■ **Exercise prompt**:
Tell how many lines in the data contain the string "sign", using a single number as the whole reply.

■ **Provided data**:
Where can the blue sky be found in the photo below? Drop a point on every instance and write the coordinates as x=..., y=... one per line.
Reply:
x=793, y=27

==

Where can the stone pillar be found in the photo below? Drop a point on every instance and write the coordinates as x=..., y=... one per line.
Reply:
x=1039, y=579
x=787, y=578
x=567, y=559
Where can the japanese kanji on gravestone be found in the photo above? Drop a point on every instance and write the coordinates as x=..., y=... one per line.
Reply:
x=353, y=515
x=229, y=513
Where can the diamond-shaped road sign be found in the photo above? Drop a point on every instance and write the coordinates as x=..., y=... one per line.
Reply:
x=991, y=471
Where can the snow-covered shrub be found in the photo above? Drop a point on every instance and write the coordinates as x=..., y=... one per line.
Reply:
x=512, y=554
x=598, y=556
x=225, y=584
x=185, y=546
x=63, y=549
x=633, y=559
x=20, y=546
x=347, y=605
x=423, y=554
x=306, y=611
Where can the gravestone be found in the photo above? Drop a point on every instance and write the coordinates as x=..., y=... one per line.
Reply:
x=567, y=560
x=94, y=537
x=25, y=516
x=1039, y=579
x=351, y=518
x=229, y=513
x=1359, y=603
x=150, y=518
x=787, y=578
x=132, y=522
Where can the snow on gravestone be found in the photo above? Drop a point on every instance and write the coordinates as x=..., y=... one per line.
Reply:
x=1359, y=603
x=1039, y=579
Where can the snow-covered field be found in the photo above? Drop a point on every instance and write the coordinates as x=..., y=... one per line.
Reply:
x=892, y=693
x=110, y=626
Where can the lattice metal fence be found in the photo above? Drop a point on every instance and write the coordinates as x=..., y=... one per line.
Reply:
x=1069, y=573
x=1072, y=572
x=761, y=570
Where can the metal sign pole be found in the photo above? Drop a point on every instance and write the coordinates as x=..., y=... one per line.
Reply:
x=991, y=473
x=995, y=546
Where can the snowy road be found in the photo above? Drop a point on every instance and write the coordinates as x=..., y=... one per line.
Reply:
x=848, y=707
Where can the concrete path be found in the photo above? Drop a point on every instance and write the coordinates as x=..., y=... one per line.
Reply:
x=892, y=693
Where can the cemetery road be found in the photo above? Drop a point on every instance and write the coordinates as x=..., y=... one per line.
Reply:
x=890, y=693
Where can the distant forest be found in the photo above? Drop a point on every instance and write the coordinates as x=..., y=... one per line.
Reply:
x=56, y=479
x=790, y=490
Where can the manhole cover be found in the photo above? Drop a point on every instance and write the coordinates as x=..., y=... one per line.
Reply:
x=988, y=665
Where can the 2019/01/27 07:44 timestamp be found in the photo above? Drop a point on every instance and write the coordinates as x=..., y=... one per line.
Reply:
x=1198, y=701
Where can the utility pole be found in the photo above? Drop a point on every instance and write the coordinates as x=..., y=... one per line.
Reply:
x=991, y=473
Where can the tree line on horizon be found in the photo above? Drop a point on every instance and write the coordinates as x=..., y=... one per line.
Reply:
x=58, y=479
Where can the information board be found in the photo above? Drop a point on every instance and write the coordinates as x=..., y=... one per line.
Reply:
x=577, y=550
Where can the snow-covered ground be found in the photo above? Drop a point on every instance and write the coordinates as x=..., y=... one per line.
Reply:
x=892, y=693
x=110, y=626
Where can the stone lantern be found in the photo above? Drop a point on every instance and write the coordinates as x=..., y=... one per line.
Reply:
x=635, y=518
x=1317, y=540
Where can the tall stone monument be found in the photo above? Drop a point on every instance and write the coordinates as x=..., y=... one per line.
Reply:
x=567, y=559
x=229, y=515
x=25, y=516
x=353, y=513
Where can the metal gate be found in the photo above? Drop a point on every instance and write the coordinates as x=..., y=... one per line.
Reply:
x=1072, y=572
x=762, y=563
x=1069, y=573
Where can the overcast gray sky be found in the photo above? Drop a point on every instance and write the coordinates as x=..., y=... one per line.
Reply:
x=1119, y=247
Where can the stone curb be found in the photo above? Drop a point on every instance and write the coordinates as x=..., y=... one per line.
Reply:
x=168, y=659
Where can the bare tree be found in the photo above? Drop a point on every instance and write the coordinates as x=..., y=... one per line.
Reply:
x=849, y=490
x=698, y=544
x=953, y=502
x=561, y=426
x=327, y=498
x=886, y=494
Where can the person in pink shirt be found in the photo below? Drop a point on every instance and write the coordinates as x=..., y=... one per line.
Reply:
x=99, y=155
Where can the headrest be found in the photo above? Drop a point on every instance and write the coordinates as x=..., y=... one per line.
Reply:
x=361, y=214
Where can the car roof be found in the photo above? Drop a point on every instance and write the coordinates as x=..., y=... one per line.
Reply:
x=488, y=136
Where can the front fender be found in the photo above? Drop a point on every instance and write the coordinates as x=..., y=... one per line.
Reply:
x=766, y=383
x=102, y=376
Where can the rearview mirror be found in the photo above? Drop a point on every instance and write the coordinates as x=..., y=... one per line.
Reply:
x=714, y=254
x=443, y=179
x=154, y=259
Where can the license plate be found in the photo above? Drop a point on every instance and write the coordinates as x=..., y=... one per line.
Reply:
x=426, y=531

■ **Output below**:
2